» **DATA FOR REVIEW**
/---

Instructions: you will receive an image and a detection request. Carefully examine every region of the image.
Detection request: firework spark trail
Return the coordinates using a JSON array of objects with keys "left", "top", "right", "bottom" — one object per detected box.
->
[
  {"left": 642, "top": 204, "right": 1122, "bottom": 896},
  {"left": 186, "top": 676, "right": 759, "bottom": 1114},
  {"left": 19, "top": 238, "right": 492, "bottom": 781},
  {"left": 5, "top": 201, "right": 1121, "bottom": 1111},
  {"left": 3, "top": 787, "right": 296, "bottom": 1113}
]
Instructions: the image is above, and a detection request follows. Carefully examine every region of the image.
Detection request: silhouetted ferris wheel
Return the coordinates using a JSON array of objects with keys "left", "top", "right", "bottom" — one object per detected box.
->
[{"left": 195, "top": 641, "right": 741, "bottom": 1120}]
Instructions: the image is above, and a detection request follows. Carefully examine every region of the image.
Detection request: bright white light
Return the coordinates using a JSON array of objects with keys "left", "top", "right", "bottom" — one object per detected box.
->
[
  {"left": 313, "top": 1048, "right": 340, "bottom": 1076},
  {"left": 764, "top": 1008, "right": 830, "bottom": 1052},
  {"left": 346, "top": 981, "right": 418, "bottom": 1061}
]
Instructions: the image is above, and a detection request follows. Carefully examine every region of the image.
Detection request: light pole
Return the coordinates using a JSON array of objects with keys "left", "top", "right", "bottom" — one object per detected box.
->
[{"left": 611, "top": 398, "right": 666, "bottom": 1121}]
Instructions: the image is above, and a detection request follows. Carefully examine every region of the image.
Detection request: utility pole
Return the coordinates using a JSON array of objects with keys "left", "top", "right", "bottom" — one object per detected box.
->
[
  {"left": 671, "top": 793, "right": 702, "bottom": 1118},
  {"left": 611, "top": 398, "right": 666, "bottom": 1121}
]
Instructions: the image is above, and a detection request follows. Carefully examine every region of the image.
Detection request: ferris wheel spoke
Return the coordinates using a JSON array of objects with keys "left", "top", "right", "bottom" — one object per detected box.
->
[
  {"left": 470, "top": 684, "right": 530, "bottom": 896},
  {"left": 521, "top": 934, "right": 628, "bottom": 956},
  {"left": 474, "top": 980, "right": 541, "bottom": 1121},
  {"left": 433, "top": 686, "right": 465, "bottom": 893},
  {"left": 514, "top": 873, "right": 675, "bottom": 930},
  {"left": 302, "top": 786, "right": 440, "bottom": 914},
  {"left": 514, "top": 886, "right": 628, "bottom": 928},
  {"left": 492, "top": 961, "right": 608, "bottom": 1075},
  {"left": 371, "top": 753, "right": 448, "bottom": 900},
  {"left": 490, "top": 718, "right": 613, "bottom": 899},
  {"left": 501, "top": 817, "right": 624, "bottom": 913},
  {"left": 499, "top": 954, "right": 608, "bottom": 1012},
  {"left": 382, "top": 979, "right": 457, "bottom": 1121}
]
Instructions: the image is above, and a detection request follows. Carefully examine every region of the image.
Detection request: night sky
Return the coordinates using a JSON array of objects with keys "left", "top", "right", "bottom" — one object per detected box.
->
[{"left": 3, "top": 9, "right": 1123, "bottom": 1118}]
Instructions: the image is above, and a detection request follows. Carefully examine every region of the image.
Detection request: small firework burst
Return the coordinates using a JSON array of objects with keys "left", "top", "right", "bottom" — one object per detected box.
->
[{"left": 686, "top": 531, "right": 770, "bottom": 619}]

\---

» **EXERCISE DETAILS**
All the lines above must appear again in the answer, word for word.

» **YOUR RESPONSE**
Instructions: you will receive an image and a detection request. Carefully examine every region of the image.
Detection request: firework spark trail
Return the coordinates using a JSON array of objects with keys "left", "top", "right", "bottom" — one object per detected box.
->
[
  {"left": 642, "top": 204, "right": 1122, "bottom": 896},
  {"left": 186, "top": 676, "right": 759, "bottom": 1114},
  {"left": 19, "top": 238, "right": 492, "bottom": 781},
  {"left": 5, "top": 201, "right": 1121, "bottom": 1111},
  {"left": 3, "top": 787, "right": 296, "bottom": 1113}
]
Instructions: the image is above, and a detection request follows. Carefully examine every region of the image.
Detection request: silhouetted ferris wheel
Return the coordinates using a JSON array of objects with keys "left", "top", "right", "bottom" — one object per detected box.
->
[{"left": 195, "top": 641, "right": 741, "bottom": 1120}]
Instructions: the image is above, and a detection request follows. Carefully examine every region of the image.
Detection request: bright white light
Return the coordinates using a JSON array of objects with keys "left", "top", "right", "bottom" — one object per detected box.
->
[
  {"left": 313, "top": 1048, "right": 340, "bottom": 1076},
  {"left": 764, "top": 1008, "right": 830, "bottom": 1052},
  {"left": 346, "top": 981, "right": 418, "bottom": 1061}
]
Instructions: the image is above, and a detection request follows. Carefully examine every region of the image.
Detection request: light pole
Return the coordinates using a JSON array of objects with keys "left", "top", "right", "bottom" — one object per detected box.
->
[{"left": 611, "top": 398, "right": 666, "bottom": 1121}]
Instructions: the image is above, and a detection request follows. Carefully examine every region of the image.
Detection request: utility pole
Return the coordinates using a JSON array of objects with keys "left", "top", "right", "bottom" — one object per detected box.
->
[
  {"left": 671, "top": 793, "right": 702, "bottom": 1118},
  {"left": 611, "top": 398, "right": 666, "bottom": 1121}
]
Instructions: the image is above, and a detection request follows. Carefully examine every region of the image.
Detection request: ferris wheel spoke
Return the coordinates using a JSON array of objects with keys "left", "top", "right", "bottom" — one object per detected box.
->
[
  {"left": 470, "top": 684, "right": 530, "bottom": 896},
  {"left": 521, "top": 934, "right": 628, "bottom": 956},
  {"left": 474, "top": 980, "right": 541, "bottom": 1121},
  {"left": 433, "top": 686, "right": 465, "bottom": 893},
  {"left": 514, "top": 873, "right": 675, "bottom": 930},
  {"left": 302, "top": 786, "right": 440, "bottom": 914},
  {"left": 514, "top": 886, "right": 628, "bottom": 928},
  {"left": 492, "top": 961, "right": 608, "bottom": 1075},
  {"left": 371, "top": 753, "right": 448, "bottom": 900},
  {"left": 490, "top": 718, "right": 613, "bottom": 899},
  {"left": 501, "top": 817, "right": 624, "bottom": 913},
  {"left": 499, "top": 954, "right": 608, "bottom": 1012},
  {"left": 382, "top": 979, "right": 457, "bottom": 1121}
]
Instructions: the image is above, and a detection request follows. Carefully examine every region of the image.
Detection request: night sky
Return the coordinates using a JSON array of objects with keys "left", "top", "right", "bottom" — one object per detected box.
->
[{"left": 3, "top": 9, "right": 1123, "bottom": 1118}]
Instructions: the image is above, and a detection request follows. Carefully examine every region of the image.
Detection request: small firework burst
Return the coordinates using a JSON array of objects with keys "left", "top", "right", "bottom" — one object per detected box.
->
[{"left": 686, "top": 531, "right": 770, "bottom": 619}]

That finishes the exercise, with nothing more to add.